> [What is expected]: Please update the entries below by changing every "Submission" to "Answer". Keep everything else unchanged.

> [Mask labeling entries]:
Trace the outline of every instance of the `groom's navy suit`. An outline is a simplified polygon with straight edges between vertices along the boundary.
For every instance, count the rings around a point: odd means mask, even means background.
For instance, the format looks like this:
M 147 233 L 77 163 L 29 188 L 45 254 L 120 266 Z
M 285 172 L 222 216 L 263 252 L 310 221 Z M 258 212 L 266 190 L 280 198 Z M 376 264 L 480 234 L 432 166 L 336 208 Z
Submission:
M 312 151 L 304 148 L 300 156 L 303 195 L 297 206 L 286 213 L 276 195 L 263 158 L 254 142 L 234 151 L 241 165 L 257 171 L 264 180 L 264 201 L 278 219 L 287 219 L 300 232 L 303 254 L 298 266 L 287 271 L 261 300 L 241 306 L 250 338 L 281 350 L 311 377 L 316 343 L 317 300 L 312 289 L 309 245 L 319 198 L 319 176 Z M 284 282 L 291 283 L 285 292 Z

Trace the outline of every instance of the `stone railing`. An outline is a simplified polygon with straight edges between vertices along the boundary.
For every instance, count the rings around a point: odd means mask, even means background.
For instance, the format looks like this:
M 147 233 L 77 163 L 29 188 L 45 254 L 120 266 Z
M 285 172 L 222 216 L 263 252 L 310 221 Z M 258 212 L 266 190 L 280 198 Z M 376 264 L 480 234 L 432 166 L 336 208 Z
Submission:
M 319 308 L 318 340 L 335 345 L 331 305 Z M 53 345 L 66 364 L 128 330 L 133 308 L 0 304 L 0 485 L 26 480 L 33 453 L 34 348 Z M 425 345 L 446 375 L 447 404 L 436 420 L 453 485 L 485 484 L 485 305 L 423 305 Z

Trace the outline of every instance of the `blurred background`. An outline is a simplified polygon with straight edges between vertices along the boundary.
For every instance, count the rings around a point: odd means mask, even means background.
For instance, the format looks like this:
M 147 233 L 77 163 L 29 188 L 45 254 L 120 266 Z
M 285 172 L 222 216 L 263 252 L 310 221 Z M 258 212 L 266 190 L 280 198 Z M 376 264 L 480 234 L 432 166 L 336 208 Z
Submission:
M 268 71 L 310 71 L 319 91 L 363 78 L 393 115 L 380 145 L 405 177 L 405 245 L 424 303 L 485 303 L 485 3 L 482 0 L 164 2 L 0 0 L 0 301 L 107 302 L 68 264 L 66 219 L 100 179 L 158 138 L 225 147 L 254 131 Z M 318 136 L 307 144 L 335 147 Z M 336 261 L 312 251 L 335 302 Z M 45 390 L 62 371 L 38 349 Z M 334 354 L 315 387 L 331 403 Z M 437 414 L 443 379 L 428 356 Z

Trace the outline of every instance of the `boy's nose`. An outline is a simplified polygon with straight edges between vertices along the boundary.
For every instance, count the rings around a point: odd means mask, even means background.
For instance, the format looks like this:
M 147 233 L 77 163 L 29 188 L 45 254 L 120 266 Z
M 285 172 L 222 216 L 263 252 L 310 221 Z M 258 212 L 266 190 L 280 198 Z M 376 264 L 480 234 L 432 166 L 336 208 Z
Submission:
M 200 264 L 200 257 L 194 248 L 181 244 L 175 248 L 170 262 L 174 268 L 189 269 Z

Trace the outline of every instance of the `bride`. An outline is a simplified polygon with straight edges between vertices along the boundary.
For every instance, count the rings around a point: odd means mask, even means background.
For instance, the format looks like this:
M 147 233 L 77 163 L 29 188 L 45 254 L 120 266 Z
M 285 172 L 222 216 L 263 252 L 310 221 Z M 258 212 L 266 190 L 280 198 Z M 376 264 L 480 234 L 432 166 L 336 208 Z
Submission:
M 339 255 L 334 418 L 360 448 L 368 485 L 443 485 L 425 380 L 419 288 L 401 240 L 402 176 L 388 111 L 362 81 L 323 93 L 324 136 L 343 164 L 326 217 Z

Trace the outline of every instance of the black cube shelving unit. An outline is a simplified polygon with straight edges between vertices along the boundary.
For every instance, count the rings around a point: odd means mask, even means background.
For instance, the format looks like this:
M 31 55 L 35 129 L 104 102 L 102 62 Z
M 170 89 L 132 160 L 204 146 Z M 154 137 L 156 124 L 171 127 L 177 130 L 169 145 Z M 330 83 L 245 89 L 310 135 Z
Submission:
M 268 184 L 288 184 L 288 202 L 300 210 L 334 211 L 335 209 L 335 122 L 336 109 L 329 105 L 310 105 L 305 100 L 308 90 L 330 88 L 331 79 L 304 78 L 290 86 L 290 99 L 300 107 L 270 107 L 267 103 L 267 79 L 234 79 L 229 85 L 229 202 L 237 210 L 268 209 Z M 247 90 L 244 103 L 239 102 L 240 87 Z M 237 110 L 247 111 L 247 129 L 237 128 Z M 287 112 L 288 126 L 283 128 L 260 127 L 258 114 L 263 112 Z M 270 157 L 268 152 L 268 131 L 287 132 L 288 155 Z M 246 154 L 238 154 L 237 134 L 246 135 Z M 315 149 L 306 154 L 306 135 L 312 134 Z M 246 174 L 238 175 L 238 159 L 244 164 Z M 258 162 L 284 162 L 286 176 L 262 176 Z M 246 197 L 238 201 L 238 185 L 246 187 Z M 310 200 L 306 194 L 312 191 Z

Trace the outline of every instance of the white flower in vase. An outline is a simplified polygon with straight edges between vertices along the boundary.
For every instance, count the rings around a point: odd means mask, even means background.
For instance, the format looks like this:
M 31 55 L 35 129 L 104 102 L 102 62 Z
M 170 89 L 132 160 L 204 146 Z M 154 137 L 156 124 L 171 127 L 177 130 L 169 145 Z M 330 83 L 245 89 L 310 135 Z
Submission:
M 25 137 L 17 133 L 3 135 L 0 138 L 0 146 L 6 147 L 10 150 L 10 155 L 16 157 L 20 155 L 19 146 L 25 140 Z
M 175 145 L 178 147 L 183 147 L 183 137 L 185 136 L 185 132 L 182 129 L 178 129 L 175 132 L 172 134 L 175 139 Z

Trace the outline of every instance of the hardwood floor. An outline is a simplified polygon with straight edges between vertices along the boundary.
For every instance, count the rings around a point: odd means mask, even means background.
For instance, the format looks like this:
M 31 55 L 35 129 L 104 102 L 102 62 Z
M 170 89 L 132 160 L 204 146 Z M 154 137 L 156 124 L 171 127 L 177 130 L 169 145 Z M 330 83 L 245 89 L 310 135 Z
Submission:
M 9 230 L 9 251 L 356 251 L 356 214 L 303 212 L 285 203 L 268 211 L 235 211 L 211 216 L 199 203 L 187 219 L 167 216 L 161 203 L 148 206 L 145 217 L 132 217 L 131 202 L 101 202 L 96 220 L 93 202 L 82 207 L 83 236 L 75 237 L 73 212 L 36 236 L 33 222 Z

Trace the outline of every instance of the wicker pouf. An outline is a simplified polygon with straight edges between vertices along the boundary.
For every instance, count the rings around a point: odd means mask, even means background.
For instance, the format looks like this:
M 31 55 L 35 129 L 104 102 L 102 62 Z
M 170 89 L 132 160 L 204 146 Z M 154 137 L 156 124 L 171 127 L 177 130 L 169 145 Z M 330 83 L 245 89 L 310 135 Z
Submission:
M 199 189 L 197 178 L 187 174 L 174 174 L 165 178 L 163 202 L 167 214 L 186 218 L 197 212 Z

> [The completed task]:
Trace the outline of every instance of the `groom's navy suit`. An outline is a simplified polygon with straight edges between vertices along the boundary.
For every instance, count the rings around a point: odd means mask, even means background.
For instance, the format looks like this:
M 147 233 L 77 163 L 29 188 L 45 254 L 120 266 Z
M 285 172 L 222 216 L 263 252 L 310 221 Z M 258 212 L 266 190 L 280 198 Z M 376 264 L 480 234 L 432 166 L 336 208 Z
Answer:
M 312 151 L 304 148 L 300 156 L 303 195 L 297 206 L 286 213 L 276 195 L 263 158 L 254 142 L 234 151 L 241 165 L 257 171 L 264 180 L 264 201 L 278 219 L 287 219 L 300 232 L 303 254 L 298 266 L 287 271 L 261 300 L 241 306 L 250 338 L 281 350 L 311 377 L 316 343 L 317 300 L 312 289 L 309 245 L 319 198 L 319 176 Z M 284 282 L 291 283 L 285 292 Z

Trace the outline of every instance of the `stone railing`. An outline is a simplified polygon with straight edges between vertices along the boundary.
For every instance, count the rings around a point: odd means mask, even means background.
For instance, the format looks like this:
M 147 233 L 77 163 L 29 188 L 45 254 L 120 266 Z
M 285 172 L 222 216 L 263 252 L 310 221 Z M 258 212 L 266 190 L 280 198 Z M 376 264 L 480 234 L 432 166 L 336 208 Z
Answer:
M 319 308 L 318 340 L 335 345 L 331 305 Z M 53 345 L 66 364 L 128 330 L 133 308 L 0 304 L 0 485 L 26 480 L 33 453 L 34 348 Z M 425 345 L 446 375 L 447 404 L 436 420 L 453 485 L 485 484 L 485 305 L 423 305 Z

Trace the outline of every instance of the `blurred background`. An outline is a simplified polygon with straight edges between vertices along the boundary.
For every instance, count the rings around a point: odd means mask, even means background.
For instance, the format looks like this:
M 147 233 L 77 163 L 29 188 L 45 254 L 120 266 Z
M 285 172 L 222 216 L 263 252 L 310 221 Z M 258 212 L 266 190 L 280 198 Z M 376 264 L 480 234 L 432 166 L 336 208 Z
Answer:
M 268 71 L 310 71 L 319 91 L 363 78 L 393 115 L 380 145 L 405 177 L 405 245 L 424 303 L 485 303 L 485 3 L 482 0 L 164 2 L 0 0 L 0 301 L 107 302 L 68 264 L 66 219 L 100 179 L 158 138 L 225 147 L 254 131 Z M 318 136 L 307 144 L 335 147 Z M 336 261 L 312 251 L 335 302 Z M 45 390 L 62 371 L 38 349 Z M 334 354 L 315 387 L 331 403 Z M 437 414 L 443 379 L 428 356 Z

Trace the outline of every instance of the `boy's nose`. An outline is a simplified polygon with straight edges between vertices along the boundary.
For every instance, count the rings around a point: odd means mask, even means background.
For instance, the format looks like this:
M 147 233 L 77 163 L 29 188 L 45 254 L 120 266 Z
M 285 172 L 222 216 L 263 252 L 310 221 Z M 258 212 L 266 190 L 280 198 Z M 376 264 L 480 234 L 432 166 L 336 208 Z
Answer:
M 200 264 L 200 257 L 194 248 L 181 244 L 175 248 L 170 262 L 174 268 L 189 269 Z

Trace the outline of every instance of the `bride`. An outline is a simplified polygon with straight edges between vertices along the boundary.
For every instance, count the rings around a point: odd means mask, even means background.
For instance, the format looks like this:
M 147 233 L 77 163 L 29 188 L 45 254 L 120 266 Z
M 285 172 L 222 216 L 263 252 L 310 221 Z M 258 212 L 266 190 L 280 198 Z M 376 264 L 480 234 L 432 166 L 336 208 Z
Answer:
M 339 255 L 334 418 L 360 448 L 368 485 L 443 485 L 425 380 L 419 288 L 401 240 L 402 176 L 388 111 L 362 81 L 323 93 L 324 136 L 343 164 L 326 217 Z

Trace the outline of every instance of the black cube shelving unit. An outline is a simplified polygon with straight edges between vertices along the boundary.
For every instance, count the rings around a point: odd means mask, even means background.
For instance, the format looks like this:
M 31 55 L 35 129 L 104 102 L 102 62 Z
M 170 89 L 132 160 L 204 146 Z M 154 137 L 156 124 L 171 127 L 177 130 L 169 145 Z M 330 83 L 245 89 L 310 135 Z
Answer:
M 268 184 L 288 184 L 288 202 L 300 210 L 334 211 L 335 209 L 335 122 L 336 109 L 329 105 L 310 105 L 305 100 L 308 90 L 330 88 L 331 79 L 304 78 L 290 86 L 290 99 L 300 107 L 270 107 L 267 103 L 267 79 L 234 79 L 229 85 L 229 202 L 237 210 L 268 209 Z M 247 90 L 244 103 L 239 102 L 240 87 Z M 237 110 L 247 111 L 247 129 L 237 128 Z M 287 112 L 288 126 L 283 128 L 260 127 L 258 114 L 263 112 Z M 270 157 L 268 152 L 268 131 L 287 132 L 288 155 Z M 246 154 L 238 154 L 237 134 L 246 135 Z M 315 149 L 306 154 L 306 135 L 312 134 Z M 246 174 L 238 175 L 238 159 L 244 164 Z M 258 162 L 284 162 L 286 176 L 262 176 Z M 246 197 L 238 201 L 238 185 L 246 187 Z M 310 200 L 306 194 L 312 191 Z

Trace the outline of every instance of the white flower in vase. An outline is a simplified polygon with straight edges between vertices along the boundary.
For every instance, count the rings around a point: odd means mask, even means background.
For instance, the format looks like this:
M 31 55 L 35 129 L 104 102 L 102 62 Z
M 170 89 L 132 160 L 204 146 Z M 154 137 L 156 124 L 171 127 L 177 130 L 169 145 Z M 330 83 L 245 89 L 310 135 Z
Answer:
M 25 137 L 17 133 L 3 135 L 0 138 L 0 146 L 6 147 L 10 150 L 10 155 L 16 157 L 20 155 L 19 146 L 25 140 Z
M 175 145 L 178 147 L 183 147 L 183 137 L 185 136 L 185 132 L 182 129 L 178 129 L 175 132 L 172 134 L 175 139 Z

Trace the outline of every instance of the hardwood floor. An outline is a simplified polygon with straight edges between vertices along the boundary.
For every instance, count the rings around a point: odd means mask, even means background.
For instance, the format looks like this:
M 31 55 L 35 129 L 104 102 L 102 62 Z
M 170 89 L 132 160 L 204 146 Z M 154 137 L 156 124 L 171 127 L 177 130 L 169 145 Z M 330 83 L 245 89 L 310 135 Z
Answer:
M 9 230 L 9 251 L 356 251 L 356 214 L 303 212 L 285 203 L 268 211 L 235 211 L 211 216 L 199 203 L 187 219 L 167 216 L 161 203 L 148 206 L 145 217 L 132 217 L 131 202 L 101 202 L 96 220 L 93 202 L 82 207 L 83 236 L 75 237 L 73 212 L 36 236 L 33 222 Z

Trace the outline of every instance of the wicker pouf. An outline is a simplified polygon with straight edges between vertices along the boundary.
For every instance, count the rings around a point: odd means mask, even means background.
For instance, the format looks like this:
M 31 55 L 35 129 L 104 102 L 102 62 Z
M 170 89 L 132 160 L 204 146 Z M 154 137 L 156 124 L 171 127 L 177 130 L 169 145 Z M 330 83 L 245 89 L 310 135 Z
Answer:
M 199 189 L 197 178 L 187 174 L 174 174 L 165 178 L 163 202 L 167 214 L 186 218 L 197 212 Z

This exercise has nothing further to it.